(Excerpts from a pointing dataset)
☆ ☆ ☆ ☆ ☆
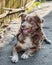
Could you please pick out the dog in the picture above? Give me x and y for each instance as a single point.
(29, 38)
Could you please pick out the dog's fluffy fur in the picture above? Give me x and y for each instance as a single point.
(30, 37)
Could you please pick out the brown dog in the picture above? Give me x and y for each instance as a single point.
(30, 37)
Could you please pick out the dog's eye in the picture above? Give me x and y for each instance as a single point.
(32, 22)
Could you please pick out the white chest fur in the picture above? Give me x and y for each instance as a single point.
(27, 44)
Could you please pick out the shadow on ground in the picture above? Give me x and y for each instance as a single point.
(43, 57)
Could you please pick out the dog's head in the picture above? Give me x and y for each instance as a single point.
(30, 23)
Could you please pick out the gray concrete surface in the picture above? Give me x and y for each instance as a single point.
(42, 57)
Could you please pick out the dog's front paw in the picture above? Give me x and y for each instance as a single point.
(14, 59)
(25, 56)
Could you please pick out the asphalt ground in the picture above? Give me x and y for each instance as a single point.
(42, 57)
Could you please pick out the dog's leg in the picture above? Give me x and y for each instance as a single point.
(29, 52)
(47, 40)
(15, 51)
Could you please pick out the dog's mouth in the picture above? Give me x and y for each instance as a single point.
(26, 30)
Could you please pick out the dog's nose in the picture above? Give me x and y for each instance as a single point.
(23, 26)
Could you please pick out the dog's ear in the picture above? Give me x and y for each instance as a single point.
(22, 15)
(38, 19)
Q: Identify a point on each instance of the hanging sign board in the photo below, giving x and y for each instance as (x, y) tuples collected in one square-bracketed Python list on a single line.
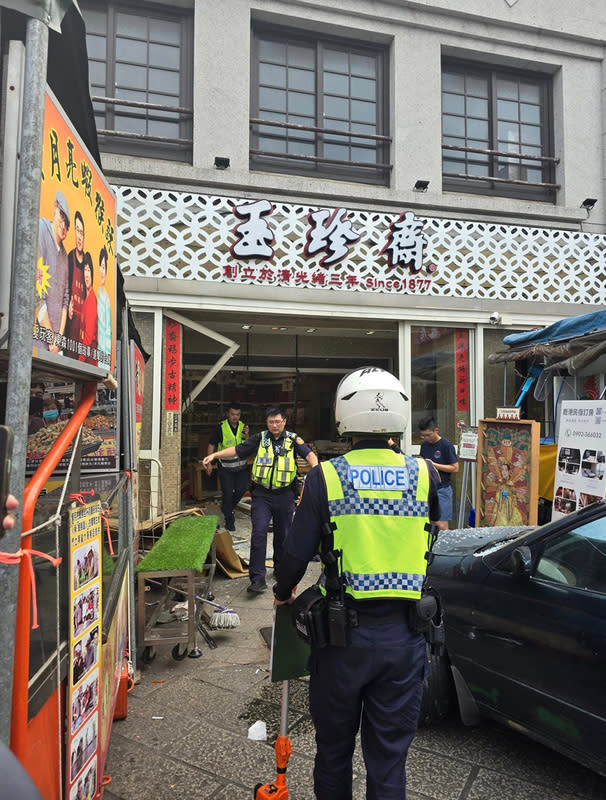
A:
[(468, 443), (74, 323), (581, 458), (137, 367), (82, 771)]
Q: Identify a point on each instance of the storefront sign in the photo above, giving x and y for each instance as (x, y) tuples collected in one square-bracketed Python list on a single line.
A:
[(172, 365), (330, 239), (100, 432), (462, 369), (75, 316), (137, 367), (581, 459), (468, 442), (85, 641)]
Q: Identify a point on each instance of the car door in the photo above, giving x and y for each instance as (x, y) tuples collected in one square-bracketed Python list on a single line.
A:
[(539, 645)]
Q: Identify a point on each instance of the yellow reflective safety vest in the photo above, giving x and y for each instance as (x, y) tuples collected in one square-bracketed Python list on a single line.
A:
[(228, 439), (378, 501), (280, 474)]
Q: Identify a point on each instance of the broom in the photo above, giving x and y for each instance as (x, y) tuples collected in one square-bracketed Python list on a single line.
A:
[(222, 617)]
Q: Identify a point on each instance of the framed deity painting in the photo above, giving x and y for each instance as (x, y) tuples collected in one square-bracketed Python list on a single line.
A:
[(508, 472)]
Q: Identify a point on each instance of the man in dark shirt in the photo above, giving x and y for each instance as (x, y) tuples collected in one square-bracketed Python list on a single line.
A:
[(274, 475), (441, 453)]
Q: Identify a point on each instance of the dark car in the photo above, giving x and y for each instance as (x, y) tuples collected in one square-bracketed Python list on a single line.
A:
[(524, 613)]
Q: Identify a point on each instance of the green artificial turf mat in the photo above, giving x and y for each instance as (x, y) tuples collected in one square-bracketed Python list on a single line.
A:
[(183, 545)]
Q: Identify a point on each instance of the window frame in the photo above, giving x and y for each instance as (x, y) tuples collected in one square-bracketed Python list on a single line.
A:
[(489, 186), (138, 144), (290, 165)]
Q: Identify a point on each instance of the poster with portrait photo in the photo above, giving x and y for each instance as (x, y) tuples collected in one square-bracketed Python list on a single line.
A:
[(83, 746), (85, 609), (85, 700), (86, 786), (85, 655), (74, 322), (85, 567), (82, 751)]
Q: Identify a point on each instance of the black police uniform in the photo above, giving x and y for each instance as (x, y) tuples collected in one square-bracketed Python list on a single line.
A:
[(376, 682)]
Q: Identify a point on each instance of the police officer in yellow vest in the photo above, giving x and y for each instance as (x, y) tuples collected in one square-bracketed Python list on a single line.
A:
[(233, 472), (274, 476), (377, 503)]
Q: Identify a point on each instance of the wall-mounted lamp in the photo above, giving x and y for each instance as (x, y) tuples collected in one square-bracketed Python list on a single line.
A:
[(588, 203)]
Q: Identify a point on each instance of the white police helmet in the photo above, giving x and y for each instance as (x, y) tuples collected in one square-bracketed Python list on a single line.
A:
[(371, 400)]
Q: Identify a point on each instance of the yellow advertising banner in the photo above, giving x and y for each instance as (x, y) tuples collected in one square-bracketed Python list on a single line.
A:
[(75, 317)]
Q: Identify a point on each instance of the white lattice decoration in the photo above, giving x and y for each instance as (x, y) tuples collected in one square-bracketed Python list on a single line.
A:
[(187, 236)]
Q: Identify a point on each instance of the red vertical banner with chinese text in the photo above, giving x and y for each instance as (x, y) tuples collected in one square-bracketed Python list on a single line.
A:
[(462, 370), (172, 365)]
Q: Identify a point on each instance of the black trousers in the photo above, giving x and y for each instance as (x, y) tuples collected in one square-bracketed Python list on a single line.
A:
[(376, 683), (234, 484)]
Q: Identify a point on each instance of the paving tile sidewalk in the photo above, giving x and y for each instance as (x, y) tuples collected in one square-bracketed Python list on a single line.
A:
[(186, 732)]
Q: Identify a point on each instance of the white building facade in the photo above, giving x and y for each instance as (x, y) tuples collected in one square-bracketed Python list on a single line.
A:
[(315, 187)]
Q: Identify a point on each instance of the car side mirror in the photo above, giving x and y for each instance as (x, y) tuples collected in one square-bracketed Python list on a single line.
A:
[(521, 562)]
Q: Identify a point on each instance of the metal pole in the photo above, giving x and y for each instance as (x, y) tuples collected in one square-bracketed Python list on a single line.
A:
[(127, 517), (21, 318), (463, 500)]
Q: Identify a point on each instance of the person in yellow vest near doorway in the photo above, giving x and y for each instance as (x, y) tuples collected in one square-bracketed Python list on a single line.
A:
[(233, 472), (274, 476), (368, 512)]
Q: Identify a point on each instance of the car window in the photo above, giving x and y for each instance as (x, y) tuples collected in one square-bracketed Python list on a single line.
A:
[(576, 558)]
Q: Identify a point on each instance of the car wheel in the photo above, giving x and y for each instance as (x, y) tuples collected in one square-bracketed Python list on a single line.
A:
[(438, 689)]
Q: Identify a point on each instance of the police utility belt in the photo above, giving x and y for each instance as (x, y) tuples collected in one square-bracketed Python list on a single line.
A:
[(325, 619)]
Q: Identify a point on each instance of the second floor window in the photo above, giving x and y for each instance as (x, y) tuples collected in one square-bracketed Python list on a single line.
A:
[(327, 102), (140, 75), (497, 132)]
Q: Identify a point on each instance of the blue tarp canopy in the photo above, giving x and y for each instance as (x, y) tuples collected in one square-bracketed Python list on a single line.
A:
[(568, 328)]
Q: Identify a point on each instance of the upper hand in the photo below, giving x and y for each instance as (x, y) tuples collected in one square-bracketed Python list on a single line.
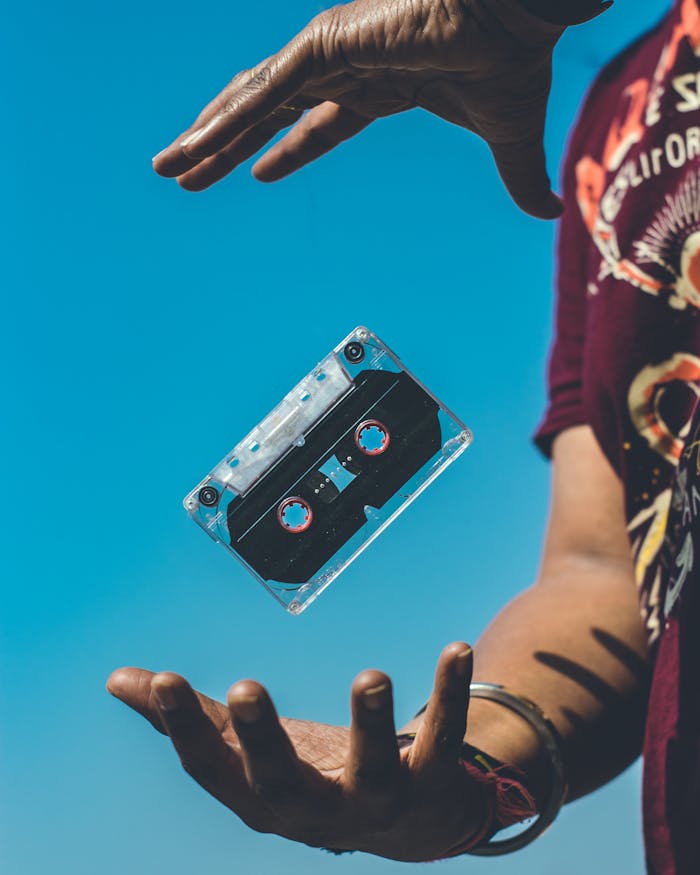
☆ ☆ ☆ ☆ ☆
> **Task goal**: Print the material above word for word, omitting the pictures.

> **Output**:
Could you please pick out the dog in the picture above? Give me x and y for each instance as a single point.
(29, 38)
Could you please pick out the dog's fluffy fur in the picture above? Give me x and y for each instance as a single point.
(30, 37)
Could you please pick out the brown dog in the picture above? Give me x and y for each instance as a single point.
(30, 37)
Could you please pick out the dog's eye in the picture above? Give me x and y for each instance as a single point.
(32, 22)
Could you please pick out the white chest fur in the picture above? Give me x and y for each instance as a single point.
(27, 44)
Could you please pick out the shadow on ground in the picture above? Give me x and y for each instance as a single point.
(43, 57)
Could you please pick out the dog's head in the picture above? Give me x and y for each instance as a single point.
(30, 23)
Could you please pick out the gray concrete surface in the picture above? Give me x and y for each instance as a single point.
(42, 57)
Could you please pick out the dog's front paw in the picture above? Give me x and y for each instance as a single point.
(14, 59)
(25, 56)
Could you please pick out the asphalt ground in the picture above? Give me x and y for each instance as a single point.
(42, 57)
Could you please pick out the dog's leg in the picture above? Give me x and y for each instance as a single point.
(29, 52)
(47, 40)
(15, 51)
Could you please pick out the dog's mouth in the picture above? Give me x and y for each instance as a single point.
(26, 30)
Could you please pick out the dog's nose in the picture above? Give me x and y for each instance as a single point.
(23, 26)
Could you please pick out the dog's ear in the picture above? Give me x and y for each instance as a single point.
(22, 15)
(38, 19)
Q: Identify a point on each instance of the hanging sign board in the photo below, giving x and y for each instance as (x, y) tuples collected in one square-bracketed Python list on a single line.
A:
[(468, 443), (74, 323), (581, 458), (137, 367), (82, 771)]
Q: Identify a point on each instance of the storefront sign in the photo above, giving x and y for each instance as (x, y) tuples collected in one square-bracketed Python list on a single line.
A:
[(172, 365), (330, 239), (100, 432), (462, 369), (75, 316), (137, 367), (581, 459), (468, 442), (85, 641)]
Q: Identify a point on each instance of the car door in the photo above, giving x and y for each instance as (x, y) tuples collected in one square-bracketed Python list on a single line.
A:
[(539, 645)]
Q: Identify a point on each instance of the yellow reflective safety vest in the photo above, giving x and y for each instance as (x, y) tuples collected in one square-bracketed Python list on a single line.
A:
[(228, 439), (378, 501), (280, 474)]
Q: Identify a point on each instance of the broom in the photo above, giving x and y for each instance as (x, y) tuples collected in one square-bracketed Python list on a single line.
A:
[(222, 617)]
Q: Identify a point on each instance of the framed deity painting in the photo above, giving x and y for each instance as (x, y) tuples collected in one square-bracketed Python list on a single line.
A:
[(508, 472)]
Q: Identify a point on each instance of the man in dark shirt in the photo above, giving x and y for each instance as (x, y) tuples collected in one square-bracketed Python list on a single line.
A:
[(274, 475), (441, 453)]
Q: Identify a point on each instance of the dark car in the photo above, giving x and y for each instance as (x, y) tuples collected in one square-bracketed Python list on a single line.
A:
[(524, 613)]
Q: Identify a point on each instance of the green artificial turf mat in the photo above, giving x and y for each instance as (x, y) tuples collected in one square-bracketed Python list on a single line.
A:
[(183, 545)]
Q: Identify a point on each instance of the window frame in the photo above, giving x and y for each instance as (x, y) tuples collected in one square-bracketed Python list on a single line.
A:
[(489, 186), (138, 144), (290, 165)]
Q: Identify a point on each instance of the poster with portrait photo in the photo above, giving x and y for each instance as (x, y) tuples collected in one square-bracketed Python list on a single line.
A:
[(83, 746), (85, 609), (85, 700), (86, 786), (85, 655), (74, 322), (85, 567), (82, 751)]
Q: Identify a point on each instance of the black police uniform in the photo above, giving x and y for each instance as (x, y) tuples collected in one square-bracketed Python list on a single line.
A:
[(376, 682)]
Q: Identify a point on each instance of the police officer in yellow vest in the photo above, giving x and y for each instance as (x, y) tuples collected in one square-bracketed Python list on a single line.
A:
[(233, 472), (274, 476), (377, 503)]
Q: Identify a point on each instance of the wall-mounted lamp in the photo above, giving x and y for each instance as (x, y) tuples collected in one square-bracketed Python list on a single line.
A:
[(588, 203)]
Q: Identify a point on each instance of the white police helmet in the photo above, giving x and y for each instance as (x, y) tuples collected in one square-bracketed Python list on a single line.
A:
[(371, 400)]
Q: Identify a point on each instance of the yellow advertising banner in the photo above, giving x and y for each instance as (x, y) tuples collected in one square-bracketed Python list on a single line.
A:
[(75, 317)]
Q: Identify a point on each instance of the white lattice decoration in the photo above, giving x and y for each instance as (x, y) tuples collected in one square-bracketed Python list on a single line.
A:
[(187, 236)]
Q: Identify a point on each instance of the red vertical banner with chinese text in the photo above, giving x and y for each instance as (x, y) tuples collected in one square-bracketed Python list on a single line.
A:
[(462, 370), (172, 365)]
Q: Identify a point on each instance of the black trousers in the photo above, giving x and y for each instance as (x, y) tuples collected in one square-bracketed Python list on a single line.
A:
[(376, 683), (234, 484)]
Q: Identify a point on each instance of the paving tile sidewalk in the photo above, giving x and y for each instance as (x, y) tuples collected in one square-bracketed Python list on a single line.
A:
[(186, 732)]
Q: Identify a point on each instance of the white building facade in the photo above, giving x and y for each instance as (x, y) tuples collected in one square-bracketed Python list on a single line.
A:
[(315, 187)]
Q: Identify a point on each instance of the car side mirror in the photo above, giving x and y for each instance as (x, y) tuples collected in one square-bracketed Python list on a single line.
A:
[(521, 562)]
Q: Identify a point on each instance of the metal pole in the photo above, giving x and y for each instance as (x, y) tuples collected in one square-bracketed Python list on a single line.
A:
[(127, 517), (21, 318), (463, 500)]
Q: Identify a point on each instance of the person in yellow vest near doorway in the photo above, giving x and y for each instance as (x, y) tuples collected in one square-bracketed Python list on a single line.
A:
[(233, 472), (274, 476), (368, 512)]
Q: Identify a point on each instance of the car window in the photo above, giving x and y for each instance as (x, y) tuples collected in one square-bracketed Python list on a single line.
A:
[(576, 558)]
Q: Identify a point on each instance of the car wheel in the photo above, giving x and y for each instance as (x, y) tuples collected in one square-bracketed Python list on a single line.
A:
[(438, 689)]
Q: Identify a point on each instance of the police utility belt in the photo above, giving x and y for each instance as (x, y) tuples collected in one square-bracketed Python list on a single line.
A:
[(325, 619)]
Q: Identify a point on each instance of the second floor window in the photo above, giving x and y for each instance as (x, y) tuples collected in one square-bracketed Python list on a single line.
A:
[(327, 102), (140, 75), (497, 132)]
Q: Identify a point on each instance of the blue tarp canopy in the photo above, giving x and y for each instance as (x, y) tuples collected in one square-bracketed Python list on a single line.
A:
[(568, 328)]
Q: Identify a point on each instance of the upper hand in the photo below, giving x and y for each instance as (x, y) tuples collected in one square-bracketed Python list on a single line.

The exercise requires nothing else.